Requirement 1: In the article on Powell's testimony, how many jobs did employers add in January?
Requirement 2: List each measure the article on Powell's testimony says the Trump administration has taken or threatened.

Federal Reserve Chair Jerome Powell said the central bank doesn’t need to rush to adjust interest rates, again signaling that officials will be patient before lowering borrowing costs further.
“With our policy stance now significantly less restrictive than it had been and the economy remaining strong, we do not need to be in a hurry to adjust our policy stance,” Powell said in remarks prepared for testimony Tuesday before the Senate Banking committee.
“We know that reducing policy restraint too fast or too much could hinder progress on inflation,” he said. “At the same time, reducing policy restraint too slowly or too little could unduly weaken economic activity and employment.”
Fed policymakers left the central bank’s key policy rate unchanged following their January meeting, after three consecutive interest-rate cuts in the final months of 2024. Powell and other officials have signaled they are likely to hold rates steady until they see more progress on lowering inflation, and as they await further details on President Donald Trump’s economic-policy plans.
The labor market remains sound, which officials have said also allows them to be patient in considering further interest-rate reductions. Powell on Tuesday described the labor market as “broadly in balance” and “not a source of significant inflationary pressures.”
The most recent employment data painted a picture of a slowing, but solid labor market. Employers added 143,000 jobs in January and the unemployment rate ticked down to 4%. Inflation, as measured by the Fed’s preferred gauge, remained above target at 2.6% at the end of 2024. Powell said inflation is “somewhat elevated” above the central bank’s 2% goal.
In his testimony, Powell added that inflation expectations “appear to remain well-anchored.”
Trump’s policy proposals, meanwhile, have added a layer of uncertainty to the economic outlook and will likely prompt a line of questioning for the the Fed chair. The Trump administration has ramped up tariffs on goods from China, threatened additional duties on Canada and Mexico and on all imports of steel and aluminum, and launched a promised immigration crackdown.
Those measures could put upward pressure on inflation, weigh on economic growth or constrict the number of available workers, all of which would likely have policy implications for the Fed. Some Fed officials have begun to factor in Trump’s policies into their forecasts for how the economy will evolve, while others have said they haven’t yet seen enough details on the plans to do so.
Deregulatory Push
“We are attentive to the risks to both sides of our dual mandate, and policy is well positioned to deal with the risks and uncertainties that we face,” Powell said.
Lawmakers will likely also probe Powell on financial regulation, as Trump advances a deregulatory push across the federal government. That push has already played a role in the coming resignation of Fed Governor Michael Barr from this role as vice chair for supervision. Though he will stay on as a governor, Barr has said he’ll step down from the regulatory post at the end of February, in part to avoid a clash with the new administration.
Powell could also be pressed on whether the central bank’s apparent compliance with Trump’s executive order ending federal diversity, equity and inclusion efforts runs afoul of legal requirements under the Dodd-Frank Act of 2010.
Powell is also set to appear before the House Financial Services Committee on Wednesday.

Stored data

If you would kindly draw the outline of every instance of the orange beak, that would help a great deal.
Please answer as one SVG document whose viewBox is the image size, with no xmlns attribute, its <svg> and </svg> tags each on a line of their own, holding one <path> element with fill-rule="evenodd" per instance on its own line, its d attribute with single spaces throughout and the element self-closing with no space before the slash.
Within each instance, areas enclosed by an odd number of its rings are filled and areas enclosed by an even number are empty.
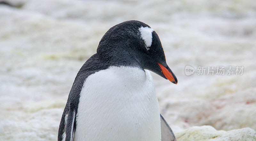
<svg viewBox="0 0 256 141">
<path fill-rule="evenodd" d="M 171 69 L 169 68 L 169 67 L 168 67 L 169 70 L 160 63 L 158 62 L 157 64 L 160 67 L 160 68 L 161 68 L 162 72 L 165 77 L 170 81 L 172 82 L 172 83 L 177 84 L 178 82 L 178 81 L 176 78 L 176 76 L 174 75 L 174 74 L 172 71 Z"/>
</svg>

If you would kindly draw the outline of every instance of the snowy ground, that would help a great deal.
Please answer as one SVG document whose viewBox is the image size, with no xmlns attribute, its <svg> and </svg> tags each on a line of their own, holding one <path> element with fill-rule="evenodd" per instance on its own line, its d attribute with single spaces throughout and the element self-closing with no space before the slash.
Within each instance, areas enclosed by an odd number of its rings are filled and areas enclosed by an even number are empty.
<svg viewBox="0 0 256 141">
<path fill-rule="evenodd" d="M 56 140 L 78 70 L 110 27 L 132 19 L 158 33 L 178 78 L 175 85 L 152 74 L 178 139 L 256 139 L 254 1 L 7 1 L 13 6 L 0 5 L 0 140 Z M 187 65 L 244 69 L 188 76 Z M 193 127 L 205 125 L 249 128 Z"/>
</svg>

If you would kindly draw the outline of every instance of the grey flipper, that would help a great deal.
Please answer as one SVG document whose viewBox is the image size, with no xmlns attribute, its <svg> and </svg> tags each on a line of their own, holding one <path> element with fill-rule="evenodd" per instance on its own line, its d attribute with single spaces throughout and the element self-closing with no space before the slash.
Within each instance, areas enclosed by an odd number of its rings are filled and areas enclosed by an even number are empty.
<svg viewBox="0 0 256 141">
<path fill-rule="evenodd" d="M 161 121 L 162 140 L 163 141 L 177 141 L 177 139 L 176 139 L 172 130 L 161 113 L 160 113 L 160 117 Z"/>
</svg>

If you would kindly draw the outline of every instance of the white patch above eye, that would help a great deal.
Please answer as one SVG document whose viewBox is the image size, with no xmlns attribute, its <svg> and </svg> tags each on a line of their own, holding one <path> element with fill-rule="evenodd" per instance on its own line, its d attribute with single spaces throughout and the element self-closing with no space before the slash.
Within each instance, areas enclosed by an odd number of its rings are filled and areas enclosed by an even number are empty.
<svg viewBox="0 0 256 141">
<path fill-rule="evenodd" d="M 146 45 L 146 49 L 147 50 L 148 50 L 152 44 L 152 32 L 154 30 L 150 27 L 143 26 L 139 28 L 139 30 L 140 32 L 140 38 Z"/>
</svg>

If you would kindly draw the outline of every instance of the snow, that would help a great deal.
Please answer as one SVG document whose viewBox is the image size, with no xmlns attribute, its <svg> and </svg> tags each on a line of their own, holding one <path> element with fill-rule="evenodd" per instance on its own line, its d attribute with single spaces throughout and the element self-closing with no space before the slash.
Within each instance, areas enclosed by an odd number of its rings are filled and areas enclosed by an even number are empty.
<svg viewBox="0 0 256 141">
<path fill-rule="evenodd" d="M 110 27 L 136 20 L 158 34 L 178 79 L 174 85 L 152 73 L 160 111 L 178 139 L 212 131 L 205 136 L 216 133 L 213 140 L 255 140 L 253 1 L 7 1 L 16 7 L 0 5 L 0 138 L 56 140 L 78 70 Z M 244 69 L 188 76 L 188 65 Z M 205 125 L 212 127 L 194 126 Z"/>
</svg>

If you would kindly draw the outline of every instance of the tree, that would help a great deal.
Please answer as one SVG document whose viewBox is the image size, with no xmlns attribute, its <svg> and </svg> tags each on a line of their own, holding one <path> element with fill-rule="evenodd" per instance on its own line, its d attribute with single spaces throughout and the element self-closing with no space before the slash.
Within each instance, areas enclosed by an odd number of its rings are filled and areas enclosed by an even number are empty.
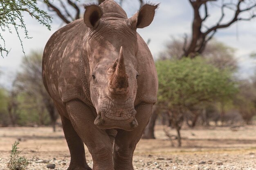
<svg viewBox="0 0 256 170">
<path fill-rule="evenodd" d="M 204 59 L 159 60 L 157 104 L 169 113 L 172 126 L 181 145 L 180 130 L 186 112 L 203 104 L 232 98 L 237 90 L 230 72 Z"/>
<path fill-rule="evenodd" d="M 256 86 L 252 82 L 243 80 L 240 82 L 239 88 L 234 103 L 244 121 L 249 124 L 256 115 Z"/>
<path fill-rule="evenodd" d="M 0 125 L 5 126 L 9 124 L 8 119 L 8 92 L 0 87 Z"/>
<path fill-rule="evenodd" d="M 23 12 L 28 13 L 32 18 L 46 26 L 49 30 L 50 30 L 49 23 L 52 20 L 51 17 L 48 15 L 46 12 L 37 7 L 36 0 L 0 1 L 0 27 L 2 31 L 7 31 L 11 33 L 11 30 L 14 28 L 20 42 L 22 51 L 25 55 L 19 29 L 23 30 L 25 38 L 30 38 L 30 37 L 29 36 L 24 20 Z M 2 33 L 0 33 L 0 52 L 2 57 L 4 57 L 4 53 L 7 55 L 9 51 L 6 49 L 5 45 L 4 35 Z"/>
<path fill-rule="evenodd" d="M 43 0 L 47 5 L 48 10 L 50 12 L 56 14 L 65 24 L 69 24 L 76 20 L 83 17 L 83 13 L 82 4 L 87 1 L 79 1 L 78 0 L 59 0 L 57 2 L 54 3 L 49 1 L 49 0 Z M 100 4 L 105 0 L 98 0 L 98 3 Z M 119 0 L 117 1 L 121 6 L 123 0 Z M 142 0 L 139 0 L 141 6 L 143 4 Z"/>
<path fill-rule="evenodd" d="M 183 43 L 182 40 L 173 38 L 166 44 L 164 51 L 160 53 L 159 59 L 181 59 Z M 233 48 L 212 39 L 200 56 L 207 59 L 209 63 L 219 68 L 235 71 L 237 68 L 237 62 L 234 57 L 235 51 Z"/>
<path fill-rule="evenodd" d="M 173 38 L 171 40 L 167 42 L 164 51 L 160 53 L 158 60 L 163 60 L 182 59 L 180 56 L 182 54 L 183 45 L 183 42 L 182 40 Z M 213 64 L 221 70 L 228 69 L 233 72 L 236 71 L 238 67 L 237 61 L 234 57 L 234 49 L 231 47 L 213 39 L 206 46 L 200 56 L 207 59 L 206 61 L 207 63 Z M 190 110 L 185 113 L 185 119 L 188 125 L 191 127 L 195 126 L 198 118 L 205 111 L 205 109 L 203 108 L 202 110 L 201 108 L 190 108 Z M 222 115 L 222 117 L 223 116 Z M 157 117 L 156 112 L 153 112 L 142 138 L 155 139 L 154 126 Z M 189 119 L 191 120 L 191 124 L 189 123 Z"/>
<path fill-rule="evenodd" d="M 251 0 L 188 0 L 193 9 L 193 18 L 192 24 L 192 33 L 189 40 L 185 35 L 183 53 L 180 57 L 191 58 L 201 54 L 209 41 L 213 37 L 218 30 L 227 28 L 238 21 L 249 21 L 256 17 L 255 13 L 256 1 Z M 216 2 L 216 3 L 213 2 Z M 221 15 L 217 23 L 211 26 L 207 26 L 205 23 L 210 15 L 208 12 L 210 3 L 220 8 Z M 201 12 L 204 8 L 204 14 Z M 229 10 L 234 11 L 234 15 L 229 21 L 223 23 L 226 19 L 225 12 Z M 249 16 L 244 17 L 248 12 Z"/>
<path fill-rule="evenodd" d="M 58 117 L 53 102 L 46 91 L 42 78 L 42 57 L 41 53 L 33 52 L 22 62 L 22 71 L 16 76 L 16 86 L 21 91 L 25 93 L 29 99 L 35 103 L 39 113 L 40 121 L 44 108 L 46 108 L 52 121 L 54 131 Z M 30 101 L 31 102 L 31 101 Z"/>
</svg>

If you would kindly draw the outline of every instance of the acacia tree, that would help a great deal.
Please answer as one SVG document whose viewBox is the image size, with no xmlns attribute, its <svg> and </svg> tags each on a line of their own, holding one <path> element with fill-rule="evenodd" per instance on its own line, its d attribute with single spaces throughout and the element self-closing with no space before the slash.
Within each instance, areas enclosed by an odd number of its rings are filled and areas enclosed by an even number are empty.
<svg viewBox="0 0 256 170">
<path fill-rule="evenodd" d="M 188 0 L 191 5 L 193 13 L 192 24 L 192 33 L 190 40 L 185 35 L 181 57 L 185 56 L 191 58 L 204 51 L 208 42 L 213 37 L 217 31 L 227 28 L 238 21 L 249 21 L 256 17 L 255 9 L 256 1 L 254 0 Z M 205 25 L 205 22 L 210 16 L 208 11 L 208 6 L 212 5 L 219 7 L 221 16 L 217 22 L 213 26 L 208 27 Z M 200 12 L 201 9 L 204 8 L 204 13 Z M 227 10 L 233 11 L 234 15 L 229 21 L 223 22 L 226 19 Z M 243 14 L 248 12 L 249 16 L 243 16 Z"/>
<path fill-rule="evenodd" d="M 6 47 L 5 41 L 2 32 L 9 31 L 12 33 L 12 29 L 14 29 L 20 42 L 22 51 L 24 54 L 24 49 L 20 38 L 20 31 L 21 29 L 24 31 L 25 38 L 30 38 L 26 27 L 22 12 L 27 13 L 40 24 L 46 26 L 50 30 L 49 23 L 51 18 L 47 13 L 38 8 L 36 0 L 1 0 L 0 1 L 0 53 L 2 57 L 5 53 L 7 55 L 9 51 Z"/>
<path fill-rule="evenodd" d="M 169 113 L 172 126 L 177 131 L 179 146 L 186 112 L 206 103 L 227 100 L 236 92 L 229 72 L 207 64 L 201 57 L 159 60 L 156 66 L 159 79 L 157 104 Z"/>
</svg>

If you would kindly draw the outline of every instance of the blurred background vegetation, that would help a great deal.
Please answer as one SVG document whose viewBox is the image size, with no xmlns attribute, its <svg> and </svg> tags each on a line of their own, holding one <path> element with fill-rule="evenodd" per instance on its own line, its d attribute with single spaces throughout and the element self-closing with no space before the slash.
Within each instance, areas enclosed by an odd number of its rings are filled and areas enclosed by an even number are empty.
<svg viewBox="0 0 256 170">
<path fill-rule="evenodd" d="M 48 8 L 50 15 L 58 18 L 65 24 L 82 16 L 82 7 L 79 4 L 85 2 L 41 1 Z M 117 2 L 121 5 L 123 1 Z M 217 30 L 228 27 L 240 20 L 251 22 L 255 16 L 253 12 L 256 2 L 234 1 L 231 5 L 231 3 L 222 3 L 222 9 L 229 5 L 236 7 L 233 9 L 234 17 L 228 24 L 222 24 L 221 18 L 216 25 L 203 29 L 204 22 L 209 16 L 207 4 L 210 1 L 188 1 L 193 8 L 194 16 L 191 21 L 191 35 L 186 34 L 184 38 L 172 38 L 156 57 L 159 82 L 158 101 L 143 136 L 144 139 L 155 138 L 156 124 L 163 124 L 166 135 L 171 139 L 177 139 L 178 146 L 180 146 L 180 130 L 184 126 L 193 128 L 196 126 L 249 124 L 255 122 L 256 73 L 249 79 L 239 78 L 236 50 L 218 42 L 214 35 Z M 13 25 L 15 28 L 23 29 L 25 36 L 29 38 L 21 15 L 22 11 L 29 13 L 34 19 L 50 29 L 51 18 L 36 7 L 36 0 L 17 2 L 0 2 L 5 7 L 0 8 L 2 31 L 6 31 L 4 27 L 8 29 L 8 26 Z M 142 4 L 142 1 L 139 2 Z M 224 15 L 224 11 L 222 11 Z M 249 18 L 240 17 L 240 13 L 245 12 L 252 14 Z M 18 21 L 20 24 L 17 24 Z M 19 30 L 16 29 L 18 38 L 21 33 Z M 8 54 L 9 51 L 1 35 L 0 49 L 2 53 Z M 21 40 L 20 42 L 22 45 Z M 150 42 L 149 40 L 148 43 Z M 61 121 L 58 121 L 58 114 L 42 82 L 42 52 L 34 51 L 26 54 L 11 87 L 7 88 L 0 86 L 0 126 L 52 126 L 54 131 L 56 124 L 61 126 Z M 256 55 L 252 53 L 251 55 L 255 57 Z M 171 135 L 168 132 L 170 128 L 176 129 L 177 135 Z"/>
</svg>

Answer section 1: 143,000 jobs.

Answer section 2:
- Ramped up tariffs on goods from China
- Threatened additional duties on Canada and Mexico
- Threatened additional duties on all imports of steel and aluminum
- Launched a promised immigration crackdown